### To do
Within the listing below, count the lines that have the string "rough". Answer with that number only.

### Records provided
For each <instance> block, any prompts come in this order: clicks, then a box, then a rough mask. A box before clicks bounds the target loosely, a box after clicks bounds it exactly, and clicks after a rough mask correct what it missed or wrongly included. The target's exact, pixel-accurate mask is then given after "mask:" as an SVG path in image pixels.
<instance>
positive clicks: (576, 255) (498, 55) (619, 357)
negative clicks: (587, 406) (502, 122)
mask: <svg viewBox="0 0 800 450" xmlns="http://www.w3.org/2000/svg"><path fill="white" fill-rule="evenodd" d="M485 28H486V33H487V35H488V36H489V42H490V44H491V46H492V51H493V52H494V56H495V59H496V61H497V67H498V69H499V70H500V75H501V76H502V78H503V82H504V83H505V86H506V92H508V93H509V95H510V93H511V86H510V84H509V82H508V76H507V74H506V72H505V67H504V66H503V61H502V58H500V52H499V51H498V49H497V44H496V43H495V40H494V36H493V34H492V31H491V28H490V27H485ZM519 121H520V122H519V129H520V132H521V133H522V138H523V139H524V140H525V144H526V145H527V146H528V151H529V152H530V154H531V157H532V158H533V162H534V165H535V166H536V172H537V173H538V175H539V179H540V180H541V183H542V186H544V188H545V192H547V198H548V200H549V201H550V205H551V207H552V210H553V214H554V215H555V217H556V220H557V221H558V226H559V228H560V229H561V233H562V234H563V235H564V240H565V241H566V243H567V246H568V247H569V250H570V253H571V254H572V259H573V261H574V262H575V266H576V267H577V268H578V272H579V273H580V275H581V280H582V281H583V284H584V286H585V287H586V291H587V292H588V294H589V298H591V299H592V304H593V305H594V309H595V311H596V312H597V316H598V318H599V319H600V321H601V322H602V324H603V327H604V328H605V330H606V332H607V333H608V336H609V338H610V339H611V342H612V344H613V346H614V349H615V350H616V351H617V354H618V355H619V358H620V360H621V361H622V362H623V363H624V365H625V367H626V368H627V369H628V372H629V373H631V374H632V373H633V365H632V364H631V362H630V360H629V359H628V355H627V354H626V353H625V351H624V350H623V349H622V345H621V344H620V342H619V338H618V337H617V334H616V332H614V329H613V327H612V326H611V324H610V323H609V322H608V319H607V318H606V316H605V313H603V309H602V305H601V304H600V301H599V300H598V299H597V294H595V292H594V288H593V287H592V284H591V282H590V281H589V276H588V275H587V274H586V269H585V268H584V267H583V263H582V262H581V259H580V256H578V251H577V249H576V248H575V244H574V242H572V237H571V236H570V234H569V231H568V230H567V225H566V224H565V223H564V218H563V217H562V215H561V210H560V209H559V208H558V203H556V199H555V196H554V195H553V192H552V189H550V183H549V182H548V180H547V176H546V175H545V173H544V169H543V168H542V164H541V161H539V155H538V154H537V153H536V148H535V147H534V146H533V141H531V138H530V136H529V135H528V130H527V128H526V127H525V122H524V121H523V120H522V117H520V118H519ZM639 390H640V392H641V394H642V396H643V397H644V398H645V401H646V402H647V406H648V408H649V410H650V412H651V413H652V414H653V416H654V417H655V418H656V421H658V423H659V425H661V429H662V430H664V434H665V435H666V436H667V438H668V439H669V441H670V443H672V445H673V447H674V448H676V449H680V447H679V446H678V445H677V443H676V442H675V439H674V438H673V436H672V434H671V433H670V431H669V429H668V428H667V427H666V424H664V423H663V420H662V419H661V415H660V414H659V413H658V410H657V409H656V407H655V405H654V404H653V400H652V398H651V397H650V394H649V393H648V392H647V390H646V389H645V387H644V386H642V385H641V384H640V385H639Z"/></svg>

==

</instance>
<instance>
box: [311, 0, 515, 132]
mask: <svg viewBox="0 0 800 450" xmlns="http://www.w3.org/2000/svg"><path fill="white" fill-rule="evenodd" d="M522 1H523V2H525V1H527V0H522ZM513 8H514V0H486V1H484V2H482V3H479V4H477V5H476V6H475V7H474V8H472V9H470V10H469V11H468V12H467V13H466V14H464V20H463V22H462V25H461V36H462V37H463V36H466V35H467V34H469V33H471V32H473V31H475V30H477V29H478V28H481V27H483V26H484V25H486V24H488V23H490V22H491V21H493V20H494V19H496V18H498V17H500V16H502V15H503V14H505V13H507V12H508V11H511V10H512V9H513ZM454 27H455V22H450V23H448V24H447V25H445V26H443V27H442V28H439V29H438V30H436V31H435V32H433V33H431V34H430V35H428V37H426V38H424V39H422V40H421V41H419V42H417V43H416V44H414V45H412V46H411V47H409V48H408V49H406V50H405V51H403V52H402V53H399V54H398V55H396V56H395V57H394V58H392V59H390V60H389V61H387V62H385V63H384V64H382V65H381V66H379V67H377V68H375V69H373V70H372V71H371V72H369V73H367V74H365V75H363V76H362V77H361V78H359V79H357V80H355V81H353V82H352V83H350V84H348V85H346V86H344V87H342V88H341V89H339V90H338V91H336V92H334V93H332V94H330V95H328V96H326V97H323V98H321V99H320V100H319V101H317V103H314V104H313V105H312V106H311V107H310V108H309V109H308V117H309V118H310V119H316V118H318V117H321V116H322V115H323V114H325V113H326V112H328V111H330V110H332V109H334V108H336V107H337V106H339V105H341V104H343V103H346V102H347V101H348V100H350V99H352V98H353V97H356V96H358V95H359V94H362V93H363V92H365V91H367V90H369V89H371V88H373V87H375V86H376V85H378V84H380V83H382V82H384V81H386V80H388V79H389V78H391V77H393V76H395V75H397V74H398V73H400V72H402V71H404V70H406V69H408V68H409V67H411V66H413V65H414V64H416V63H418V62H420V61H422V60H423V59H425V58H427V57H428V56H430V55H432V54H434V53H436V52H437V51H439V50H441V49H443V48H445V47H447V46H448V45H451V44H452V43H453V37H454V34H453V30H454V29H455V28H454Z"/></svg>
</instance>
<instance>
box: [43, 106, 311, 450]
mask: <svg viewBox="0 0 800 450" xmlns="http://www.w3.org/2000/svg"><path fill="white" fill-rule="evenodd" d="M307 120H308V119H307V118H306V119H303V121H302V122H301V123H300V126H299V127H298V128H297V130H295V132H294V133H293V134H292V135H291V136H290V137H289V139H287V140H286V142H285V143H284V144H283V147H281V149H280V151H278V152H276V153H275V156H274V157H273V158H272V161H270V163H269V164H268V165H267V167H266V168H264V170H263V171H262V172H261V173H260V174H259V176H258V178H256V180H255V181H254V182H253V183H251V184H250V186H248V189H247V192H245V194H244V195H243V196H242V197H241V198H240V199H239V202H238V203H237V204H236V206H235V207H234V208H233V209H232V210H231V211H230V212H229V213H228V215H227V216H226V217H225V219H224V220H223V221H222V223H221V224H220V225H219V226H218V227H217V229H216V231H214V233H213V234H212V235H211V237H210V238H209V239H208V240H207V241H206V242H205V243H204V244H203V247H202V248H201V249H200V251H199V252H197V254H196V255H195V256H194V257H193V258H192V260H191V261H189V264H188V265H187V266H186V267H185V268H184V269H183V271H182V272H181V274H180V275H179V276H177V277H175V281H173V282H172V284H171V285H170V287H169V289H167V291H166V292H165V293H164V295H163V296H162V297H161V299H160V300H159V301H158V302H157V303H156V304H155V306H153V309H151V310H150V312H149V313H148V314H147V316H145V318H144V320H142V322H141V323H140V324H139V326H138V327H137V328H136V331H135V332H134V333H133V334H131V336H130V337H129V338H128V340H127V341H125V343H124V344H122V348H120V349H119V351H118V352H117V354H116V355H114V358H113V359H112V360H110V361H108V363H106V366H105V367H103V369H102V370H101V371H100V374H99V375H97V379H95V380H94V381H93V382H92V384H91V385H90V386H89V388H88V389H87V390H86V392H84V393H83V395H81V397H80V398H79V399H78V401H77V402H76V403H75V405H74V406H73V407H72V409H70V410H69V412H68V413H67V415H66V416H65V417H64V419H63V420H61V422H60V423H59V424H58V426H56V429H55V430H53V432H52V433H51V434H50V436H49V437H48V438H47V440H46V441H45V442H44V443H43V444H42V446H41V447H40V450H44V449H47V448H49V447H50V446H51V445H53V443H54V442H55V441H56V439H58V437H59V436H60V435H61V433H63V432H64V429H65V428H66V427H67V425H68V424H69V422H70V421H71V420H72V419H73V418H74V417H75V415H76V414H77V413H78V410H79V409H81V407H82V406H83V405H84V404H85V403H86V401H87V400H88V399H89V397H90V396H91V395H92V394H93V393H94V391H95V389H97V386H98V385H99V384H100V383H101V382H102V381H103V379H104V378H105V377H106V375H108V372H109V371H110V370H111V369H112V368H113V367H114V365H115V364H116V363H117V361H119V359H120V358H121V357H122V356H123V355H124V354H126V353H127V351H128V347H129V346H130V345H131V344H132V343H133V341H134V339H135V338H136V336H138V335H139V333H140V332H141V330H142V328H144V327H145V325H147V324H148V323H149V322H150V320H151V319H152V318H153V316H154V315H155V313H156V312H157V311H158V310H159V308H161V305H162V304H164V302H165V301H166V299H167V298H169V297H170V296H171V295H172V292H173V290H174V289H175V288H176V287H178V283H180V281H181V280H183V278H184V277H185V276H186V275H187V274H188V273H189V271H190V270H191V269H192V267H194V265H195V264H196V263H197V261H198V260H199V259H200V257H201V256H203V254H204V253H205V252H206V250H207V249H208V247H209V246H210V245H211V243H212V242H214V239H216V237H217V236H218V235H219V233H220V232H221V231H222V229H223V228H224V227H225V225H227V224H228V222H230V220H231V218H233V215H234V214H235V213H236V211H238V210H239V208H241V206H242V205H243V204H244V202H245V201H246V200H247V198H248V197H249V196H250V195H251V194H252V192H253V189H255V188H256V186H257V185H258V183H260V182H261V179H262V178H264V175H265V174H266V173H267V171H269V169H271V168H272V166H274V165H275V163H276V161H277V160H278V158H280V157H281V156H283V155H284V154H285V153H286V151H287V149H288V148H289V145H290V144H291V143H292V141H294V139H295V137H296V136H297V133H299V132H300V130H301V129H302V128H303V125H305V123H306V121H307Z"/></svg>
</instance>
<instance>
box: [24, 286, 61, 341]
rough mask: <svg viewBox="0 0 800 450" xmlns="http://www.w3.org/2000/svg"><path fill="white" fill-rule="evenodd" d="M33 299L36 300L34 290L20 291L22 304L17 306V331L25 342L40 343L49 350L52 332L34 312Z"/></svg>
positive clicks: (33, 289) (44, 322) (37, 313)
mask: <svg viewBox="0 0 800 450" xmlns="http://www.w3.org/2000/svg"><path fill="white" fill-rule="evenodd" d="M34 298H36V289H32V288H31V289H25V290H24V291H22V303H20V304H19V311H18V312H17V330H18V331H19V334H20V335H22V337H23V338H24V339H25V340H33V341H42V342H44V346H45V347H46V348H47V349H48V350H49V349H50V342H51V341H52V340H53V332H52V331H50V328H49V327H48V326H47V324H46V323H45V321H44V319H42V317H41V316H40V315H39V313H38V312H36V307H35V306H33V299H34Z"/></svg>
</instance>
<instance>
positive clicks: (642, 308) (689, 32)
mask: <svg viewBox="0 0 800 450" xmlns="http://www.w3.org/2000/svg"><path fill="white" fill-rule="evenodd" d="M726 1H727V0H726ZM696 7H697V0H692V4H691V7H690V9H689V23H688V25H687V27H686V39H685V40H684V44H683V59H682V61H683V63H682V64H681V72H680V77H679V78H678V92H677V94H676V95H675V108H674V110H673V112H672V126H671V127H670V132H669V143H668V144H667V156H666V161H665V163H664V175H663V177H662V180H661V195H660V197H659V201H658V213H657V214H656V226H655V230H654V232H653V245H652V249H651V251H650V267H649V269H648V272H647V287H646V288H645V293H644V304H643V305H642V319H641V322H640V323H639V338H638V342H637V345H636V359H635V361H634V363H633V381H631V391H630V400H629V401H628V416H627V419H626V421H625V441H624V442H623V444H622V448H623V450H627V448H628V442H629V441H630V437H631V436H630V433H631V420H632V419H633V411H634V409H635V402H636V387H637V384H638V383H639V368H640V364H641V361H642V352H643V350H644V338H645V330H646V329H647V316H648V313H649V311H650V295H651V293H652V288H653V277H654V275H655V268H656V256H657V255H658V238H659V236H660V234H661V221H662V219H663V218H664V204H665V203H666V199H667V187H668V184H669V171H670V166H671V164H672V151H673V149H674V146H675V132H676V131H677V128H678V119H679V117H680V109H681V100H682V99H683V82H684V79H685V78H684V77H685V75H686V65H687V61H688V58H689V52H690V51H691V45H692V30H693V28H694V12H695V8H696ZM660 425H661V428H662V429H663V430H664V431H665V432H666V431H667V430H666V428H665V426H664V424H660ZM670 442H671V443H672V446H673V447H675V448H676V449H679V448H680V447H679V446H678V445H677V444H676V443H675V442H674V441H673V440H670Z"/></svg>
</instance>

### Solved exercise
2